■ Provided data:
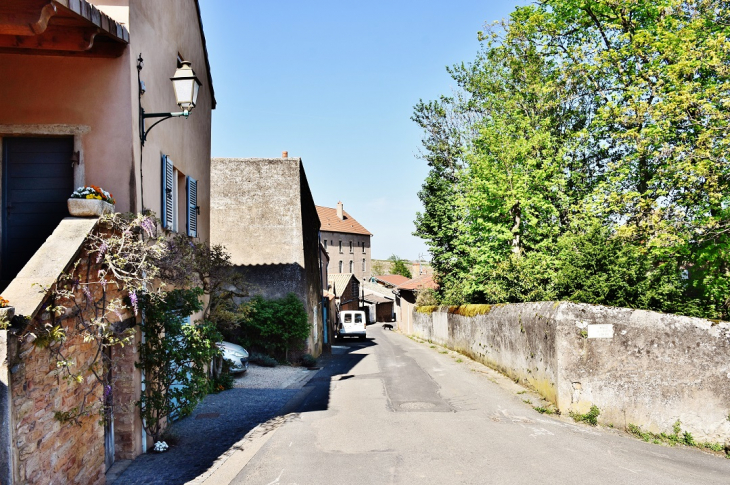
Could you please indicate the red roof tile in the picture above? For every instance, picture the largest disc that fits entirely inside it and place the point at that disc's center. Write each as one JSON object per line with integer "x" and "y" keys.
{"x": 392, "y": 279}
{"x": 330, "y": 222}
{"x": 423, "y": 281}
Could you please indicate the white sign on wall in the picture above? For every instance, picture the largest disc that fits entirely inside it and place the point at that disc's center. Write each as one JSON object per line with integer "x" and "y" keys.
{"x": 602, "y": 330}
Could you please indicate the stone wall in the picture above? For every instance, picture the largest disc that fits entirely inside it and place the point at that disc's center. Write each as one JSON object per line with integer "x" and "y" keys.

■ Problem details: Return the complete data unchanged and include none of the pictures.

■ Exercise result:
Could you please indicate the red roof tile in the picture above? For every instance, picture the largest disc that fits entirely inside it and place the point at that disc's center. Write each as one JSON object per line with integer "x" and "y" keys.
{"x": 392, "y": 279}
{"x": 330, "y": 222}
{"x": 423, "y": 281}
Could you please indicate the white sign on wall in the picture above? For every instance, picture the largest disc that fits entirely inside it and place the point at that disc's center. Write each as one JSON object per line with integer "x" and "y" keys.
{"x": 602, "y": 330}
Could you please indicate the stone wall in the picture above? For every instance, picture the largest disc that fits entirely inside it and place the point at that disc's center. Write each as one JSON object per line with integer "x" and "y" keys.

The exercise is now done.